• What needs to be done:
Gather every line of the data below that contains the string "peony", matching case exactly.

*** Entries ***

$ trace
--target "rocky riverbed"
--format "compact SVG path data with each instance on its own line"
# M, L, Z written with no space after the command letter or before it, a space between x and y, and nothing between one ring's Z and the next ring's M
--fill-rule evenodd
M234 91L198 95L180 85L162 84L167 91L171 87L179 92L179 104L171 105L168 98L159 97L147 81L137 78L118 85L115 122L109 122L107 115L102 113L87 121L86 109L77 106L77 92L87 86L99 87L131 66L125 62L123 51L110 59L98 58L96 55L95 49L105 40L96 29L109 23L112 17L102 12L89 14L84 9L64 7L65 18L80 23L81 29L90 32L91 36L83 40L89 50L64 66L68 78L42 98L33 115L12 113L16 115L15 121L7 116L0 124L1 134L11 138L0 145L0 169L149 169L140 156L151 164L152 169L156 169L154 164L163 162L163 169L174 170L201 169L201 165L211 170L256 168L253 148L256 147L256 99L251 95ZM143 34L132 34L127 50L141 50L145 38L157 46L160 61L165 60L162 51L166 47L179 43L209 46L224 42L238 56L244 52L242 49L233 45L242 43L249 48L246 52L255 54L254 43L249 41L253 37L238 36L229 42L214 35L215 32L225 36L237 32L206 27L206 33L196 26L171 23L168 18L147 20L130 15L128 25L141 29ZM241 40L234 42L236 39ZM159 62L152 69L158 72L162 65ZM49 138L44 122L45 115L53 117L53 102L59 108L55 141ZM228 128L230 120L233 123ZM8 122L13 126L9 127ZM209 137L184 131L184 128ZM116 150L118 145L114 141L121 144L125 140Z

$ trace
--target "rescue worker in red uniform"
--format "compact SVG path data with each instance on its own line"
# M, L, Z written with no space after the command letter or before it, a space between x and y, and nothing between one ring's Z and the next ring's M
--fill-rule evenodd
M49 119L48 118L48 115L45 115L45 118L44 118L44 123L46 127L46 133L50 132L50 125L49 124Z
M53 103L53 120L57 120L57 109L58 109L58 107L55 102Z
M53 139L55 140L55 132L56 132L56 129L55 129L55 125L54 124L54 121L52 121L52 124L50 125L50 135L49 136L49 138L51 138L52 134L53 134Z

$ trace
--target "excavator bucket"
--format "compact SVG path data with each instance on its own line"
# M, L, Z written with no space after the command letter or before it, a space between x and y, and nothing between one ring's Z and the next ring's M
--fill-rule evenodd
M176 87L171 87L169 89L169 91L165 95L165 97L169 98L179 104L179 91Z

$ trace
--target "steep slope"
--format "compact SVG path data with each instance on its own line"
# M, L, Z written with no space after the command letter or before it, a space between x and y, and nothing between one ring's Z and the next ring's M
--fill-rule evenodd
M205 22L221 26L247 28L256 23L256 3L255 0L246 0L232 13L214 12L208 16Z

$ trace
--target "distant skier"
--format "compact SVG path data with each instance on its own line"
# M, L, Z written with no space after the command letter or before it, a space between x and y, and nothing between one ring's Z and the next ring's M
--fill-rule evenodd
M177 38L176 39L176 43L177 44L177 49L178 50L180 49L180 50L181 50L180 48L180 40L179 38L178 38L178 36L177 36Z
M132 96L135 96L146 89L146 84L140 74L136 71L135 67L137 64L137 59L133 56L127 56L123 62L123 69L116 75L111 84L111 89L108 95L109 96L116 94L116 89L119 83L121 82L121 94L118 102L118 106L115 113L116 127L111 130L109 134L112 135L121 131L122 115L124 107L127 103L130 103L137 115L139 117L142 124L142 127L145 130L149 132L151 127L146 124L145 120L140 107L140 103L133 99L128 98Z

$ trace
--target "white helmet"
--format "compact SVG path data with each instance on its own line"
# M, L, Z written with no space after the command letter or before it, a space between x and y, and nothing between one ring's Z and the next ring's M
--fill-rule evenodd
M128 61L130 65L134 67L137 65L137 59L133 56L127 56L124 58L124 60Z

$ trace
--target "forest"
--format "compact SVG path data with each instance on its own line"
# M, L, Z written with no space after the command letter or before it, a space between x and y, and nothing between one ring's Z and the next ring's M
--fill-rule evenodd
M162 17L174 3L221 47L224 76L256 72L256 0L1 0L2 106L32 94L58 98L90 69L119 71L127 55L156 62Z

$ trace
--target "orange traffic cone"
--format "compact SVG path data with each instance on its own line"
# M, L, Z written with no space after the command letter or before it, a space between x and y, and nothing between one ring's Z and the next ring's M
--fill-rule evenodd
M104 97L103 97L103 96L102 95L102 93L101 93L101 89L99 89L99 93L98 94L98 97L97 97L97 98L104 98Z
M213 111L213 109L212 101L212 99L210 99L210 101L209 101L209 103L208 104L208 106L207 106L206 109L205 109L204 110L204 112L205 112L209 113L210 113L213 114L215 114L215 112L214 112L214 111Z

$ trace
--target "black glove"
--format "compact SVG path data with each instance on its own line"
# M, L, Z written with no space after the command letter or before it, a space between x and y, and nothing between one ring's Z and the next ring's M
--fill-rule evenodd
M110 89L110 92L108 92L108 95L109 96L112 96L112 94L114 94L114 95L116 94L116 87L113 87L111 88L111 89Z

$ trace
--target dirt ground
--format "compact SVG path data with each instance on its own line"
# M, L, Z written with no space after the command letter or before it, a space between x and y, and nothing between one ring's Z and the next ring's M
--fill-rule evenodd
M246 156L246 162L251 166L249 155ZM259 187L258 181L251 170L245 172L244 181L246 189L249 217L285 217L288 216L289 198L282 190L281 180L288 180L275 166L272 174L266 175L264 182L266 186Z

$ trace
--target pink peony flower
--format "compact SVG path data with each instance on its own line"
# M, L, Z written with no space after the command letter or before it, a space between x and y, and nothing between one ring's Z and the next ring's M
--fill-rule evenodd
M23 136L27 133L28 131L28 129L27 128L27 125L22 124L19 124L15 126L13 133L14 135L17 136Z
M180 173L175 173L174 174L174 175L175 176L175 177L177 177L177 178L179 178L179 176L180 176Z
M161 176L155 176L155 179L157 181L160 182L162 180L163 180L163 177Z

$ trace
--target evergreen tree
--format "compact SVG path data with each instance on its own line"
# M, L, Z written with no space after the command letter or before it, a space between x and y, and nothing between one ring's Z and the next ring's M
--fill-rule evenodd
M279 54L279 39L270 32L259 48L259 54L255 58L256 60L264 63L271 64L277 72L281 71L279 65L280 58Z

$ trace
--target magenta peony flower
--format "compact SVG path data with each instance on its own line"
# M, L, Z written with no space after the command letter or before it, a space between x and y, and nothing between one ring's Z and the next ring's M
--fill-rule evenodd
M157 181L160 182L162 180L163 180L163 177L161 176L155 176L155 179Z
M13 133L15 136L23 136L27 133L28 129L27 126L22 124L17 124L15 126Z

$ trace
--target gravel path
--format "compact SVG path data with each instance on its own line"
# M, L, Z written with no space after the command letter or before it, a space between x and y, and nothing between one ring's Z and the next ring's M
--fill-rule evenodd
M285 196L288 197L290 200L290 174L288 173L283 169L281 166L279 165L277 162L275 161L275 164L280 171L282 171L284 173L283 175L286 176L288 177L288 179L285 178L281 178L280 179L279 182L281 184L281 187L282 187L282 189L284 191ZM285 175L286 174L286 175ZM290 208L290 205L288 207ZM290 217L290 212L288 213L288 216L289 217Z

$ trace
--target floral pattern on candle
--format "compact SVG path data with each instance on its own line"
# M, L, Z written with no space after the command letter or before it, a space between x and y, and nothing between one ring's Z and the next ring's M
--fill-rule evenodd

***

• The completed task:
--target pink peony flower
--target magenta peony flower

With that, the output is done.